• _MATERIAL SHOWN_:

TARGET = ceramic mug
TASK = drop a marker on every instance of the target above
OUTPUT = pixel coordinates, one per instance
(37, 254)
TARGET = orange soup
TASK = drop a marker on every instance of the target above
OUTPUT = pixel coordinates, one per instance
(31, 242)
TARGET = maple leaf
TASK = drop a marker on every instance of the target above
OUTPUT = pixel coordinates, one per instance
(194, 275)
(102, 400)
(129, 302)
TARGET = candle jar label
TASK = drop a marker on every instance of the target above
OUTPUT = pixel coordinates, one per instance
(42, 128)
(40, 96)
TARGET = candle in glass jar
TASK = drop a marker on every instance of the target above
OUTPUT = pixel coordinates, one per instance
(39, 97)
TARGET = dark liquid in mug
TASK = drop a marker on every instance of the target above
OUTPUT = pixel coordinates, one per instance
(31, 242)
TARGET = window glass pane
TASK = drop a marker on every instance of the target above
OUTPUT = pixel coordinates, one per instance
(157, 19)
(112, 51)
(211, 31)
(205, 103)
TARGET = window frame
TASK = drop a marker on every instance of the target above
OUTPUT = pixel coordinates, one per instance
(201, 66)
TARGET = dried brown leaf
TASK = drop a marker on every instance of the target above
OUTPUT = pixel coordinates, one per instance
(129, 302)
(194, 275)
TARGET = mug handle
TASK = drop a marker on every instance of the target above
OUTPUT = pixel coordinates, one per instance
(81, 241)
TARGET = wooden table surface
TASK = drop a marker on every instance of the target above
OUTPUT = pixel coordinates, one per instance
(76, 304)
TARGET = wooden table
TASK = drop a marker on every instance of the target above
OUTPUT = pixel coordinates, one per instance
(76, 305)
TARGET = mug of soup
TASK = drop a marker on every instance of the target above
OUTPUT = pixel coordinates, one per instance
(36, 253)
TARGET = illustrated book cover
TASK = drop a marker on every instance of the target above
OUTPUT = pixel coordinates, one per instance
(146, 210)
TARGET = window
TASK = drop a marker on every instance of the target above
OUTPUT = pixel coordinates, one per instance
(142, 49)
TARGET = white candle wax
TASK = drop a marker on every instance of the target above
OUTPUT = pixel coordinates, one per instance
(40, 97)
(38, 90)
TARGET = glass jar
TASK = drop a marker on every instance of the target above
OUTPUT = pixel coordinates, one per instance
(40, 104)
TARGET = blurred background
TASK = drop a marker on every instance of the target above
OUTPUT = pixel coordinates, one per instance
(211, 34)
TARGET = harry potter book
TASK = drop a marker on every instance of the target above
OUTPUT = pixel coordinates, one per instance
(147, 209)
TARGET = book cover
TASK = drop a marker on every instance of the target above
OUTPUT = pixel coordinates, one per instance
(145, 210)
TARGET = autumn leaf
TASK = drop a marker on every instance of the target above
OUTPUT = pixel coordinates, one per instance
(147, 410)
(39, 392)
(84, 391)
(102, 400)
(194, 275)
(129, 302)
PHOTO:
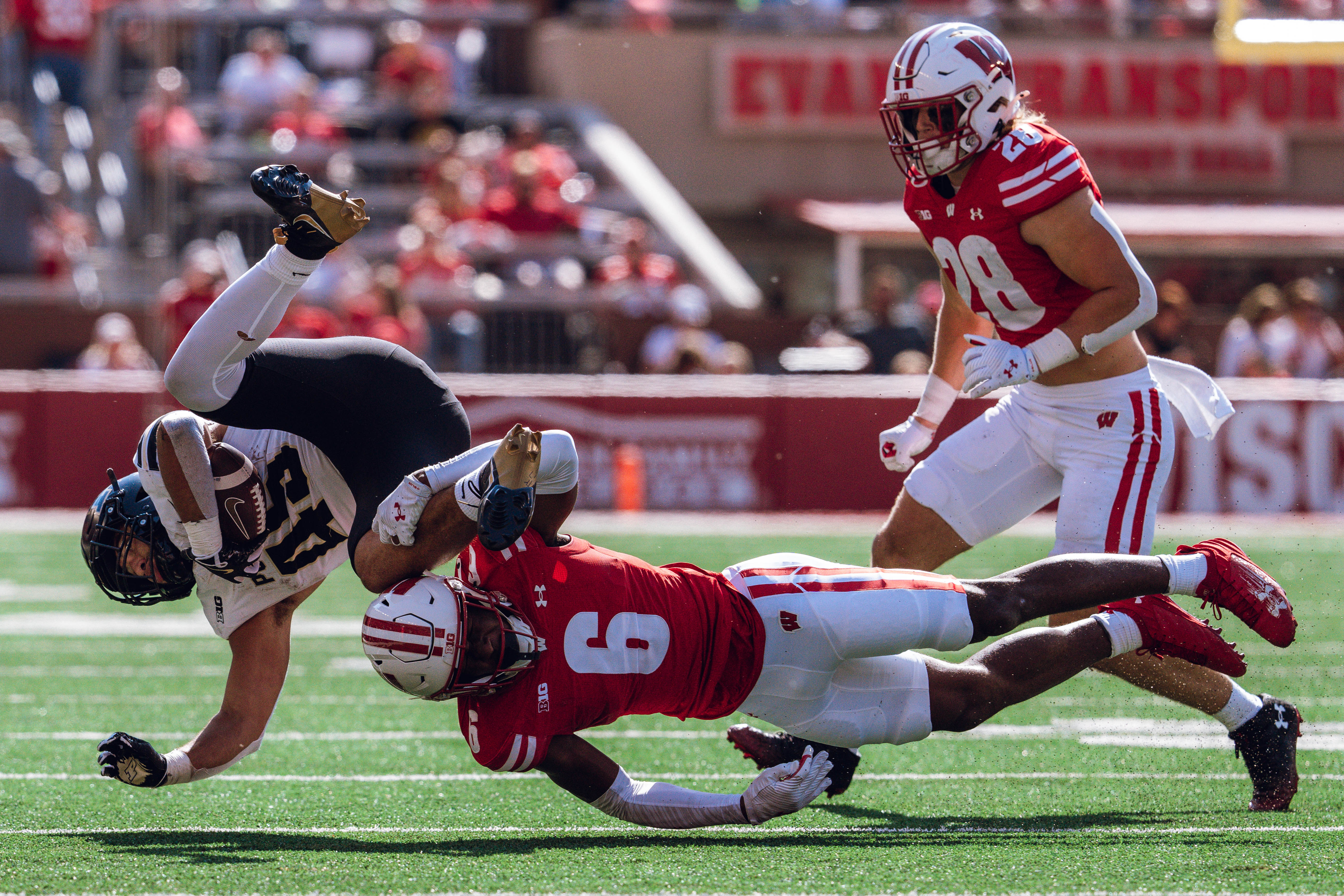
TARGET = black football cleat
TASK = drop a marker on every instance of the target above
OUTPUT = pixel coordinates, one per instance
(772, 749)
(316, 221)
(1269, 746)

• _WHAT NEEDS TO BE DONE_: Restate the records above in full, word for word. Keep pictures out.

• _ANSWER BELOW_:
TARGET = ceramic mug
TASK = drop a marker on every instance of the target above
OUTPUT = pixel coordinates, one per instance
(37, 254)
TARGET = orange soup
TASK = drop a marker on every instance of the target above
OUTPUT = pixel coordinates, one per instance
(31, 242)
TARGET = maple leaf
TASK = drop a marker on every instance of the target above
OUTPUT = pixel coordinates, one per instance
(194, 275)
(102, 400)
(129, 302)
TARGET = candle jar label
TASK = drop a marker on every instance of the target above
OUTPUT = pixel coordinates, one per instance
(42, 128)
(40, 96)
TARGET = candle in glass jar
TASK = drop a marker on every instance of the target above
OUTPUT = pixel coordinates, one per instance
(39, 97)
TARGET = dark liquid in mug
TASK = drop a marker on every instance of the target above
OUTPUT = pixel coordinates, one per instance
(31, 242)
TARGET = window glass pane
TASK = drop a marker on every instance of the target above
OUTPUT = pixel coordinates, one per instance
(157, 19)
(112, 51)
(211, 31)
(205, 103)
TARGET = window frame
TASK = drop a marker on every instance of the target above
OUTPUT = pixel coordinates, one per instance
(201, 66)
TARGET = dried brown leaf
TASK = drop a marker on every instance of the target above
OUTPUT = pixel coordinates, one per instance
(129, 302)
(194, 275)
TARGET = mug handle
TASK = drop a marker on every instance of the target above
OUTPUT = pixel coordinates, one per instance
(81, 241)
TARGET = wooden table surface
TASK = drop a marker on every instance of the target above
OUTPUT = pixel coordinates, one per instance
(76, 304)
TARGET = wooden table
TASK = drop a marker on every instance of the target above
OUTPUT = pixel coordinates, one per instance
(76, 305)
TARGET = mug of soup
TASK = drop a marker on every instance of the target above
OUTPUT = pixel coordinates, one per instance
(36, 253)
TARGET = illustrated book cover
TASK = drop a marker on every instance of the target above
OUTPUT = pixel coordinates, one per instance
(146, 210)
TARGET = window
TASK = drop a marker on every instance of the target above
OUTPUT = pixel coordinates, one per instance
(142, 49)
TARGET = white candle wax
TASK = drop a marker on every instance of the target above
OUTPUT = pixel coordinates, one per instance
(40, 97)
(38, 90)
TARGET = glass jar
TASK = drop a marker on every instance of the target above
OUTPUT = pixel coordinates, one per instance
(40, 104)
TARGET = blurred background
TASK = drop a marker on every instance of the target above
OUTPUT = pixel coordinates, one per instance
(211, 34)
TARGET = harry potter book
TASK = drop a marker on every instance of the target above
OUTPUT = pixel coordinates, one per instance
(147, 209)
TARGET = book cover
TASK = drop a marker on every instance of the target above
OUTPUT = pixel coordinates, one per instance
(145, 210)
TARGET = autumn leaf
TASK = drop a marker on every instance of the target above
OUTPUT = pixel coordinates, one per instance
(147, 410)
(39, 392)
(84, 391)
(102, 400)
(194, 275)
(129, 302)
PHOTO:
TARGET = black football cleat
TASK = drop a marker on every instance of the target above
OUTPUT = pixel coordinates, one per instance
(772, 749)
(316, 221)
(1269, 746)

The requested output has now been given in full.